#### Records for this task
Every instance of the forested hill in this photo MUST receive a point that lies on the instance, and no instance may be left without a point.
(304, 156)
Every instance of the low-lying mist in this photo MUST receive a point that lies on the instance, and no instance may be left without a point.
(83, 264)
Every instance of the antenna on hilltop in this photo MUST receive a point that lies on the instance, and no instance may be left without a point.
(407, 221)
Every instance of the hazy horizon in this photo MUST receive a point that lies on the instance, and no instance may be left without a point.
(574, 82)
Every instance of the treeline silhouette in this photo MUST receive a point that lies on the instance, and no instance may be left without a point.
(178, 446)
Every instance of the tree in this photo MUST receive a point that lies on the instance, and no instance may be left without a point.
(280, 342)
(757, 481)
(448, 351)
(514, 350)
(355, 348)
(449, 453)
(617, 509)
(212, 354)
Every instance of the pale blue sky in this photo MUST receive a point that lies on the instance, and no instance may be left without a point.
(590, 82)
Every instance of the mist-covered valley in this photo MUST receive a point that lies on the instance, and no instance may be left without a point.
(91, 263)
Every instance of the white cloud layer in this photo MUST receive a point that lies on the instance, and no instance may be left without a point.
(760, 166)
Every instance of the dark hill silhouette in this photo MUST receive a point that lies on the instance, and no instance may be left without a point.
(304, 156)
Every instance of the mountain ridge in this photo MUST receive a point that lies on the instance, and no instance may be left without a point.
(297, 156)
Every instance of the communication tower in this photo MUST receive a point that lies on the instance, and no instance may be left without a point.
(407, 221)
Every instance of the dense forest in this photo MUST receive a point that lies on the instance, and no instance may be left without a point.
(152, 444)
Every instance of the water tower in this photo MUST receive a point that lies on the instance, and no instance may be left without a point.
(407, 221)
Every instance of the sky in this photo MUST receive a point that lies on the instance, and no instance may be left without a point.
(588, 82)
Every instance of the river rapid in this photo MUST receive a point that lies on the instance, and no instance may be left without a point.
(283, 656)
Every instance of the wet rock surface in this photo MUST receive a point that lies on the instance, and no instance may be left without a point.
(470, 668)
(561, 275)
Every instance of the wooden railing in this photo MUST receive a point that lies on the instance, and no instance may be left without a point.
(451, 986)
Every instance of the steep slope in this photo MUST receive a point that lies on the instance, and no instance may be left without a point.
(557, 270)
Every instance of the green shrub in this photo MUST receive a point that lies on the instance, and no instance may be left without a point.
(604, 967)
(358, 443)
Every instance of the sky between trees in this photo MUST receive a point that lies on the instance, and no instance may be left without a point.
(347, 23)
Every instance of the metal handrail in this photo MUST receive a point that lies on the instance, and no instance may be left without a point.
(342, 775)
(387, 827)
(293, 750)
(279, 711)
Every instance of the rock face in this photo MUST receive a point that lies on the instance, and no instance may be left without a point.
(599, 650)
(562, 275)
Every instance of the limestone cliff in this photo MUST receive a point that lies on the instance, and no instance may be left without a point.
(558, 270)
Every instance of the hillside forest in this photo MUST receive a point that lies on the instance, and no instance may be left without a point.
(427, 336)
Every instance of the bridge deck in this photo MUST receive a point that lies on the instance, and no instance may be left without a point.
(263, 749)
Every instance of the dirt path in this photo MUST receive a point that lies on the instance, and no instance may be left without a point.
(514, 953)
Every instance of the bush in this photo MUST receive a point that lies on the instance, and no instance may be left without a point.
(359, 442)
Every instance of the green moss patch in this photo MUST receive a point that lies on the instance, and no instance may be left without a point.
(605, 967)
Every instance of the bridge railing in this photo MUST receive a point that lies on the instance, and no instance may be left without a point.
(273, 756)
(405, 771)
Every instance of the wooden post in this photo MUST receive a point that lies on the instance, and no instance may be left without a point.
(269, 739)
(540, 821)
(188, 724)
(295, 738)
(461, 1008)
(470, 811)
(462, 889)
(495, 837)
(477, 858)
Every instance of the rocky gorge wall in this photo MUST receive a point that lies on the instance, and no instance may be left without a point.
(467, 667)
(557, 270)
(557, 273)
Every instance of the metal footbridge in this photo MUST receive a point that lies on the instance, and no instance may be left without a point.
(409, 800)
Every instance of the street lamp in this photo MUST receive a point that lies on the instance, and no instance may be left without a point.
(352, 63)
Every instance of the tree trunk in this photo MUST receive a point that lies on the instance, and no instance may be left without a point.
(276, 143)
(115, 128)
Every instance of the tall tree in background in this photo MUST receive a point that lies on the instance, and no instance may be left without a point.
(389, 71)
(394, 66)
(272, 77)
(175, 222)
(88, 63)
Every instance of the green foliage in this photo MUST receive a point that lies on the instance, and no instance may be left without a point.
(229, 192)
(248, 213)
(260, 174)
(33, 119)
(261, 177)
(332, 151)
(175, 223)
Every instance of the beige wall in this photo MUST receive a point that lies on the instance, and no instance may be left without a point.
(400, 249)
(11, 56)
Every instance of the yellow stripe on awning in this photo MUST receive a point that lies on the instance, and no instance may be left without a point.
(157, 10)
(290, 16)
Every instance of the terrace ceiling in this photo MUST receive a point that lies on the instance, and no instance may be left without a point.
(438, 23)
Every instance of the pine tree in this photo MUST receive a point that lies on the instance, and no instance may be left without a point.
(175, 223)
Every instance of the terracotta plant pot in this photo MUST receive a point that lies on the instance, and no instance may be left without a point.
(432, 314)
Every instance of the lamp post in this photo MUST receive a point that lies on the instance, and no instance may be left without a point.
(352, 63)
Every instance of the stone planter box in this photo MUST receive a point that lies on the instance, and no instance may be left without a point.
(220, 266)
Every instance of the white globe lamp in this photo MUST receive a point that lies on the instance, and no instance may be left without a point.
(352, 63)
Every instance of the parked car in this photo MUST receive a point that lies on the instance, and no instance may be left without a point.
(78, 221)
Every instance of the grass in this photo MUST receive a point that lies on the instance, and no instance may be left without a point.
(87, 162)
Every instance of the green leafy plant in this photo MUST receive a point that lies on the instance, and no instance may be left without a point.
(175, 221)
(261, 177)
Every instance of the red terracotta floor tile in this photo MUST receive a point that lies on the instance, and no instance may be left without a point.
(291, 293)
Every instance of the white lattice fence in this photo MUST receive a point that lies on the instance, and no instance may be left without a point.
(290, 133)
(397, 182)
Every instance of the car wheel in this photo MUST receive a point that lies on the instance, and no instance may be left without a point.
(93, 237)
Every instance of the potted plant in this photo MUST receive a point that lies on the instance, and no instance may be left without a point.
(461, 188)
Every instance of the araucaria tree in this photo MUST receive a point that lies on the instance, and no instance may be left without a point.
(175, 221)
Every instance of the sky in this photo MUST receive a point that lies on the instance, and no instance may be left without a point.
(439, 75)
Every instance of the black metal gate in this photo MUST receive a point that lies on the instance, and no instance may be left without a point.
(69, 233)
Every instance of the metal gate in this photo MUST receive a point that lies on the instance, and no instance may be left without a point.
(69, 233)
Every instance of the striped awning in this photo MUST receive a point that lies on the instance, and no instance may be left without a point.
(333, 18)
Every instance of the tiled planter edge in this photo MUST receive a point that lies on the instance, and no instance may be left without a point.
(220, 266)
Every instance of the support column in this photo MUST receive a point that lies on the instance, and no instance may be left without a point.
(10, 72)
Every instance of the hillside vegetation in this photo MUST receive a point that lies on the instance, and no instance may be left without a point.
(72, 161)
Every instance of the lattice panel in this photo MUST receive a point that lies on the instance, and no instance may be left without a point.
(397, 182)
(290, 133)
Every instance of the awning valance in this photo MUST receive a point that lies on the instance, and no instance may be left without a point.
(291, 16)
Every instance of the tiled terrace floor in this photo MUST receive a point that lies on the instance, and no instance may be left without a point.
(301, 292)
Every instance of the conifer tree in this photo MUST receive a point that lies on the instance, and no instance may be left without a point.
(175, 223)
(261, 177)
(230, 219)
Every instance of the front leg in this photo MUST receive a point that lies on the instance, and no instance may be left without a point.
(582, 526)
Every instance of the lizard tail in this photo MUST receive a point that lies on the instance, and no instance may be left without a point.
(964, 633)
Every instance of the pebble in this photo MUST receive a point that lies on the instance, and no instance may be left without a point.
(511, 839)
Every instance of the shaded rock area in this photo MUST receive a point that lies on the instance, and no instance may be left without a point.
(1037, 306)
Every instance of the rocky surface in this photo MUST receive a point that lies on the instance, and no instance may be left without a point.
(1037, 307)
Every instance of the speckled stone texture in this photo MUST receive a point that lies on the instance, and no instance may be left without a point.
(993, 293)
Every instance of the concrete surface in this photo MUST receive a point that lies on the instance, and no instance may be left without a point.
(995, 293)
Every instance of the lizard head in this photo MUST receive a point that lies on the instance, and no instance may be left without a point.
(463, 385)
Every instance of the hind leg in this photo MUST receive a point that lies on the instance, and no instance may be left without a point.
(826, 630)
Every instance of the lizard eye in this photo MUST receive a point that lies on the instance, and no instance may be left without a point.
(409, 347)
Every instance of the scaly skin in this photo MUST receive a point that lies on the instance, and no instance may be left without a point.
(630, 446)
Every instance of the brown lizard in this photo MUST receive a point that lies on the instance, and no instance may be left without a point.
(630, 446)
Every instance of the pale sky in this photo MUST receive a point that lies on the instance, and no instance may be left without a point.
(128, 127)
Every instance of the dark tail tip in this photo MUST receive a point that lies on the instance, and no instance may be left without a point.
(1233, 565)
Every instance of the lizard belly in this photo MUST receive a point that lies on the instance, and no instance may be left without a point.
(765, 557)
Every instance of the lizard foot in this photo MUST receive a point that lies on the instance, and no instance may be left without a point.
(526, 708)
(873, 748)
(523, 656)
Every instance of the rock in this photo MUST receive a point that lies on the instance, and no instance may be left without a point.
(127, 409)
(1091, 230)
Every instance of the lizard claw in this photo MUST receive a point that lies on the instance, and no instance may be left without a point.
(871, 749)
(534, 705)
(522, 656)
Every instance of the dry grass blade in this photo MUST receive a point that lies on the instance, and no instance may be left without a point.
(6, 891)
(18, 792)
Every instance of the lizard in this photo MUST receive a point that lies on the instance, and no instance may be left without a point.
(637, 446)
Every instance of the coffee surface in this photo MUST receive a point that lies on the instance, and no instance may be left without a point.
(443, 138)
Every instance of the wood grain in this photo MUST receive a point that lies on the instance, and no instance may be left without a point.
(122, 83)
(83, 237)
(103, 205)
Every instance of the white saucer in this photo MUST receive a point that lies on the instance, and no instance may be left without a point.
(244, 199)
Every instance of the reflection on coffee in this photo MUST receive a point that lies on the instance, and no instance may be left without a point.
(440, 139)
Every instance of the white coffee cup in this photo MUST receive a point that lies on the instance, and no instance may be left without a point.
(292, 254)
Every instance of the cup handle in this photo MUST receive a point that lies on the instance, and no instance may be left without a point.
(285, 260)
########
What the exercise asks:
Word for word, return the lines from the one holding "Every instance of the cup" through the end of the entries above.

Completed task:
Every instance of the cup handle in this photo MUST receive a point that lies on the instance, and no instance may be left without a point.
(285, 260)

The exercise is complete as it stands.